■ Objective
Rewrite the data below with every occurrence of "dot" replaced by "marker", leaving everything else unchanged.

■ Data for processing
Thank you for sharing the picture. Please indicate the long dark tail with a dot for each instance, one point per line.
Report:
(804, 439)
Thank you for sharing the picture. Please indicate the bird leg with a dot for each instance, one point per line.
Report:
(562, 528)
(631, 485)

■ Full answer
Thank you for sharing the picture. Please indicate the long dark tail with a marker for each instance, one point per line.
Report:
(804, 439)
Thank you for sharing the picture. Please indicate the bird leg with a marker for each instance, one point per line.
Report:
(562, 528)
(631, 485)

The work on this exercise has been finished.